À compléter:
**1.** Traduisez en anglais cette phrase de l'extrait sur Félix Séguin : « En ouverture de la saison 2014-2015, le Canadien de Montréal a vaincu les Maple Leafs de Toronto par la marque de 4-3. »
**2.** Comptez les lignes des rangées qui contiennent la chaîne "grass", en tenant compte de la casse, et donnez uniquement ce nombre.

Extrait choisi:
━━━

Félix Séguin se souvient dans les moindres détails du 8 octobre 2014.
En ouverture de la saison 2014-2015, le Canadien de Montréal a vaincu les Maple Leafs de Toronto par la marque de 4-3.
Cette journée marquait aussi le premier match de Félix Séguin comme descripteur officiel du Canadien sur la chaîne TVA Sports. C’était la chance d’une vie. Et surtout la réalisation de son plus grand rêve.
« Énormément de nervosité », répond-il lorsqu’on lui demande ce qui lui revient lorsqu’il pense à cette expérience marquante.
« Il y avait énormément de pression. J’étais super prêt, tu ne peux pas imaginer à quel point ! Cette journée-là, le plus gros défi a été de gérer les émotions. Avec le recul, je peux dire que je ne les ai peut-être pas bien gérées. Je suis capable de le reconnaître, mais ça fait partie de qui je suis. C’est de l’apprentissage. »
Séguin, en ce lundi de novembre, nous rejoint au complexe d’entraînement CN. Sur la passerelle, entre les deux patinoires du complexe, le commentateur et père de trois enfants va se livrer pendant près d’une heure au cours d’une rare entrevue.
Même s’il évolue sous le feu des projecteurs chaque samedi soir, Séguin préfère l’ombre à la lumière. « Ma vie tourne autour de ma conjointe et de mes trois enfants. »
Ma femme sauve des vies, elle est infirmière ; moi, je suis là plus pour divertir. Ça me garde les pieds sur terre.
Félix Séguin
Pendant la séance photo, avec notre photographe Martin Chamberland, Séguin sent qu’il attire l’attention des spectateurs. « Tu vois, ça, j’aime moins ça », lance-t-il en riant nerveusement.
Une remarque étonnante, étant donné qu’il a toujours rêvé de se retrouver devant l’objectif d’une caméra.
« À 10 ans, j’avais dit à mes parents que je voulais décrire des matchs de hockey. Et aujourd’hui, à 44 ans, je gagne ma vie avec ça. »

━━━

Entrées de contours de formes:
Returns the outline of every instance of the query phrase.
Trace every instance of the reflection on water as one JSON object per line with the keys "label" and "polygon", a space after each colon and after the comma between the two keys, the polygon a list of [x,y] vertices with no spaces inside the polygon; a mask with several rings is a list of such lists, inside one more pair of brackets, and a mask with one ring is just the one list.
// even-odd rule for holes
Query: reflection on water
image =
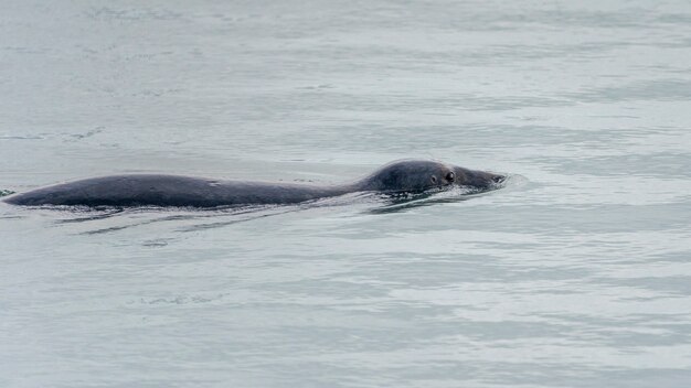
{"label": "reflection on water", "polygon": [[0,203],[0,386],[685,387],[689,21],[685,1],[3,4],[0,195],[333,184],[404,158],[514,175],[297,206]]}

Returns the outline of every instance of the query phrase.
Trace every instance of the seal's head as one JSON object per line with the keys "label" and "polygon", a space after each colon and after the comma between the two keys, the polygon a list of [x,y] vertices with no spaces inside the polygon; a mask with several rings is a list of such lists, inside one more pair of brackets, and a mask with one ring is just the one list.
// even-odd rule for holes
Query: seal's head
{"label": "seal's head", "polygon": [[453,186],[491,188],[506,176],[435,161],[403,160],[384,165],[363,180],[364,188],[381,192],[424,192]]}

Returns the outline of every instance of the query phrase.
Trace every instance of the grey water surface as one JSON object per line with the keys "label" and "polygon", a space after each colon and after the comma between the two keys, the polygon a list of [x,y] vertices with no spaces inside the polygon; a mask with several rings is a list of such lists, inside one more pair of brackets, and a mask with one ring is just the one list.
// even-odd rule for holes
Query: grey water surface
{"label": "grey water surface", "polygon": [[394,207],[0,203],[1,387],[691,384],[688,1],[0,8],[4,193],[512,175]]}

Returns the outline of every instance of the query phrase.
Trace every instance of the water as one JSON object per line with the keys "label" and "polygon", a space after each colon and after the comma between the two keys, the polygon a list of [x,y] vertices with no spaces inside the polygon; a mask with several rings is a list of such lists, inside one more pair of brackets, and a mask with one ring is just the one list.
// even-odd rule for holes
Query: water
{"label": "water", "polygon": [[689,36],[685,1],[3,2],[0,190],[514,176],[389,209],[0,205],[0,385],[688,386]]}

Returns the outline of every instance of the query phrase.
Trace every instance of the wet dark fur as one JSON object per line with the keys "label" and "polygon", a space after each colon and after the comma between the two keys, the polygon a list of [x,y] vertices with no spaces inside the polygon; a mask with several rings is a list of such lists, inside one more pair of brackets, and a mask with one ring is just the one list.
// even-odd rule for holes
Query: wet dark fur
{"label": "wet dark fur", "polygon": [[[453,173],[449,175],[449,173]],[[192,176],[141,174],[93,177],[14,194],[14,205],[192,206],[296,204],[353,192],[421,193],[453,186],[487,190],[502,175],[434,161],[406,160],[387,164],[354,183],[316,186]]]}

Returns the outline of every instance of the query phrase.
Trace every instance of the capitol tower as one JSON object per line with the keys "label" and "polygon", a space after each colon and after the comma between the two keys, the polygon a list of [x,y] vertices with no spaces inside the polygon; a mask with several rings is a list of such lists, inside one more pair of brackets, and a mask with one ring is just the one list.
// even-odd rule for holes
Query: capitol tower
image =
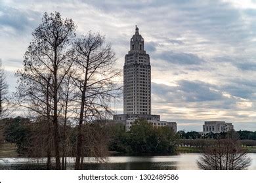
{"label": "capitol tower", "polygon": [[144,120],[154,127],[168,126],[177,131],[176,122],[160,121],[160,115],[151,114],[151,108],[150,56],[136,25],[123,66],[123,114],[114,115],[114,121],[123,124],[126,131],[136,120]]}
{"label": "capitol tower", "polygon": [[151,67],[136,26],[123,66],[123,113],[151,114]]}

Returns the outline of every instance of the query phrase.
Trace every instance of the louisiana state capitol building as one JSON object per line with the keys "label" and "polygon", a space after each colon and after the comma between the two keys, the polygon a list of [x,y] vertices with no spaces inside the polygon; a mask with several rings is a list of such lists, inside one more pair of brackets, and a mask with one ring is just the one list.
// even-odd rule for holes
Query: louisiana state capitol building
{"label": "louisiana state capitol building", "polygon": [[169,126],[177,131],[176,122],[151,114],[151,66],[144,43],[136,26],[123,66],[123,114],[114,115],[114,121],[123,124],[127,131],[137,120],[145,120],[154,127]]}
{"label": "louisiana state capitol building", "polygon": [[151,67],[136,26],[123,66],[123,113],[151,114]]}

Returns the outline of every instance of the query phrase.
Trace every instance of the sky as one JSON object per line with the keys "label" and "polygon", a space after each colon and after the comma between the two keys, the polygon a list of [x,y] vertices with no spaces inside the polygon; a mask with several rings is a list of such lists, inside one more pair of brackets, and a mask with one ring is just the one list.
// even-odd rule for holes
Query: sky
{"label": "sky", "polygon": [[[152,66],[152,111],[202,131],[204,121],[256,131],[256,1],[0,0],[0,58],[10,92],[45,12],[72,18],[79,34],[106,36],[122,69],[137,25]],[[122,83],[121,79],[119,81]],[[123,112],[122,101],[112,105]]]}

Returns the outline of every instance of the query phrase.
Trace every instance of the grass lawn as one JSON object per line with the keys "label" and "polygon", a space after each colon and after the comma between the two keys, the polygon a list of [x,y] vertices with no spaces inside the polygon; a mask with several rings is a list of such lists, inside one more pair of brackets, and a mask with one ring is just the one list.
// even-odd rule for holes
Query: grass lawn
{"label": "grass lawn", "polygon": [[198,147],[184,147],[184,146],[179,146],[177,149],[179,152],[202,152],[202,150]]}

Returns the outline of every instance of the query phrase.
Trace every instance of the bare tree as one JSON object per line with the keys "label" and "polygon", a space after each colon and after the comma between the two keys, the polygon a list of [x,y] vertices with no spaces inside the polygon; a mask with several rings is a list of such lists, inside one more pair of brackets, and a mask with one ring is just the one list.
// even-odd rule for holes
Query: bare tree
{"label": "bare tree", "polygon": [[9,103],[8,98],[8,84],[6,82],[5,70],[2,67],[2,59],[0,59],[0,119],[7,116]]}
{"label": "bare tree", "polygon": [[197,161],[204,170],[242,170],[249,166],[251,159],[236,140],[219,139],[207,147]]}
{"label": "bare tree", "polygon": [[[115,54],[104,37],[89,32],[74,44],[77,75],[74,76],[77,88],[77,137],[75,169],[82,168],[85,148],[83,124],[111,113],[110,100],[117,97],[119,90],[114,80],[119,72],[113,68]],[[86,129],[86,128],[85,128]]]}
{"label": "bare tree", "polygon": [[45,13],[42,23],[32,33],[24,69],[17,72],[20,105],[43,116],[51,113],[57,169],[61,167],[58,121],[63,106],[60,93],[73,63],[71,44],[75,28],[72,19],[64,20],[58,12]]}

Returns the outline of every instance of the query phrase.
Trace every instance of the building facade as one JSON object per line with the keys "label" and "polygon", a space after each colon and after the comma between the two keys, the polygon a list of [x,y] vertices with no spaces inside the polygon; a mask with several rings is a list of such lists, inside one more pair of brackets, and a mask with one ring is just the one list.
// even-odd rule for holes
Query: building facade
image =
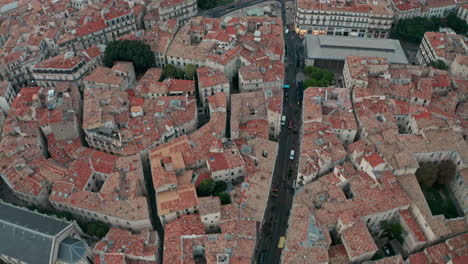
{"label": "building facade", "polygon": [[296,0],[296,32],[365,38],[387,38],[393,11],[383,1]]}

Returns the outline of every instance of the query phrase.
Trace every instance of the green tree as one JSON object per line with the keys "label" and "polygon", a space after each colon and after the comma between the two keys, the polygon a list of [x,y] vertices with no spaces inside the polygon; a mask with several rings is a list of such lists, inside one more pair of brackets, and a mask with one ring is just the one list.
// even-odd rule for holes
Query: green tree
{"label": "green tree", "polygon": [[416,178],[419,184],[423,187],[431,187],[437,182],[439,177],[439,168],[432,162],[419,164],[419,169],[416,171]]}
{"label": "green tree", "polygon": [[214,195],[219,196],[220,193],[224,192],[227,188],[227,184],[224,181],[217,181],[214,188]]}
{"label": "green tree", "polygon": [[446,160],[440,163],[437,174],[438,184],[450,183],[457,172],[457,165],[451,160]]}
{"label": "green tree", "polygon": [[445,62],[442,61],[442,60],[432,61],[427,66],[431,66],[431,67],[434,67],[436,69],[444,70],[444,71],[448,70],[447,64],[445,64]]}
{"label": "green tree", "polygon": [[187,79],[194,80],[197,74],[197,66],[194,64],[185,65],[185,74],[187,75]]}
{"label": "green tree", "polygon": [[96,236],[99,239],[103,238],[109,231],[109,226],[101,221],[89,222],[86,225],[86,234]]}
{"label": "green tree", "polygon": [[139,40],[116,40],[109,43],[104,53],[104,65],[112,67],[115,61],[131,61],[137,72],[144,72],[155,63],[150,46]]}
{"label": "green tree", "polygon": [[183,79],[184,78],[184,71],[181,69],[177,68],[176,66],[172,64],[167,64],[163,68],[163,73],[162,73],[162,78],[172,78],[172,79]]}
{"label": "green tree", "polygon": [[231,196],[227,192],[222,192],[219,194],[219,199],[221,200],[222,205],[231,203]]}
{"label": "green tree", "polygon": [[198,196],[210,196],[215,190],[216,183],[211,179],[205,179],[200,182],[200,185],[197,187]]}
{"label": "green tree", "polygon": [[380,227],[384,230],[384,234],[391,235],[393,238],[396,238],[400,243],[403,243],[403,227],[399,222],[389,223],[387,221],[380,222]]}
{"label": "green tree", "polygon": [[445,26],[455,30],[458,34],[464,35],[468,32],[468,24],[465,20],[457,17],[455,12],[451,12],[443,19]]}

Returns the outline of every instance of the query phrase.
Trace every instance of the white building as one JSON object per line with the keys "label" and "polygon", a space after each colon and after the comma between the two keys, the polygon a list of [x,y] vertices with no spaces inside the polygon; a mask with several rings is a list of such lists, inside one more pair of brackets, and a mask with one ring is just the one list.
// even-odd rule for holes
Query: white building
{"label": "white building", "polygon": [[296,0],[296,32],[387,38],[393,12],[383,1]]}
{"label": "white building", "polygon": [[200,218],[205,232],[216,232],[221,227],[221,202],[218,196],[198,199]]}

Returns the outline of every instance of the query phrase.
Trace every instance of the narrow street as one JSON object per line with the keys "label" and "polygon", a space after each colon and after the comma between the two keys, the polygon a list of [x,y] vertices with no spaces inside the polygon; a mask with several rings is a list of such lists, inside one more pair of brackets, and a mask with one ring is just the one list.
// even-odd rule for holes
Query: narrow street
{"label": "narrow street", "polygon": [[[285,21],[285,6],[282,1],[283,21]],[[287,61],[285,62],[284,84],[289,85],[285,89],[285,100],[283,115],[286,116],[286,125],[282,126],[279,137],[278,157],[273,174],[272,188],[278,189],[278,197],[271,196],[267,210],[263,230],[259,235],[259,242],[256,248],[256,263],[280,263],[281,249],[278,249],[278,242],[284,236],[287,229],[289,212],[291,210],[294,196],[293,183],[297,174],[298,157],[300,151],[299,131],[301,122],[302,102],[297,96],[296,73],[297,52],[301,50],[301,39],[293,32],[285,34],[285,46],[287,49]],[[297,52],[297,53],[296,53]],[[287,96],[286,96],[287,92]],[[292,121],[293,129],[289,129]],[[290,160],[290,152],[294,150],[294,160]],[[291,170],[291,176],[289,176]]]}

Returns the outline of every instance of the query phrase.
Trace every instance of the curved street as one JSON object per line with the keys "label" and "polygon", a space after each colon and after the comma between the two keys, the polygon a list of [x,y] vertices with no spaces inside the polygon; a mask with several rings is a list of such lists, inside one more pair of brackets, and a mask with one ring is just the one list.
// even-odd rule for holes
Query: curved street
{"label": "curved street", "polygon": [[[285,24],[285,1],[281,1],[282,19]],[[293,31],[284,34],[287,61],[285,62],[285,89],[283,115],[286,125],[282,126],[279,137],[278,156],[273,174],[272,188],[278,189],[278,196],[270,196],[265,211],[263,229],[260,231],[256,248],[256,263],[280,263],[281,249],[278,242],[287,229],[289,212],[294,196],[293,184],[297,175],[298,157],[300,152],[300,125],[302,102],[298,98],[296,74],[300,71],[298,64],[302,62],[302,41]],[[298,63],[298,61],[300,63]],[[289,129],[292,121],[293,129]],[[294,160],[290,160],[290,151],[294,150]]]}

━━━

Réponses dans l'ordre:
**1.** To open the 2014-2015 season, the Montreal Canadiens defeated the Toronto Maple Leafs by a score of 4-3.

**2.** 3